PROBLEM ->
Output the lines that follow exactly as they are.

DATASET CONTENT ->

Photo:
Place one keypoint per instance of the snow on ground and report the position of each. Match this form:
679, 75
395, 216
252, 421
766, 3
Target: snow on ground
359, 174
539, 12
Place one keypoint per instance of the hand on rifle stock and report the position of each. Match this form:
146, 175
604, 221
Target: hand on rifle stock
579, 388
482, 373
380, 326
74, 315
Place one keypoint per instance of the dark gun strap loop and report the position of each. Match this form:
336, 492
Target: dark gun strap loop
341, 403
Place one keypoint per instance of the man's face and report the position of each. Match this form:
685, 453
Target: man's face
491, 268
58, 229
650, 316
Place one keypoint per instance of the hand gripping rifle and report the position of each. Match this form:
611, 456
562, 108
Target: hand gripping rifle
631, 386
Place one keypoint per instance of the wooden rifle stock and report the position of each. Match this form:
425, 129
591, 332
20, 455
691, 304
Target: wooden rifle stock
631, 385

EXPECTED ANSWER ->
Photo:
Place one keypoint per instance of the snow on ground and report the position of each. Match this form:
679, 75
395, 216
252, 421
766, 3
Target: snow on ground
359, 174
539, 12
Place one keypoint per instance of the hand on rifle stock and report the position of each. Match this form:
146, 175
604, 221
Target: hand on rifle stock
579, 388
482, 373
380, 326
74, 315
Place one keypoint per instance of the dark gun strap loop and report the position of each. Match this form:
336, 492
Target: dark gun strap loop
341, 403
Place one keypoint per instance of the man's face and report the position of each. Match this form:
685, 453
Target: man's face
491, 268
58, 229
650, 316
Place one keypoint per instance of the hand gripping rifle and report the position of each. Match this form:
611, 456
562, 108
Target: hand gripping rifle
631, 386
Place one keypoint per instance of the wooden rifle stock and report the position of each. Match this form:
425, 129
591, 332
20, 455
691, 304
Target: wooden rifle stock
631, 385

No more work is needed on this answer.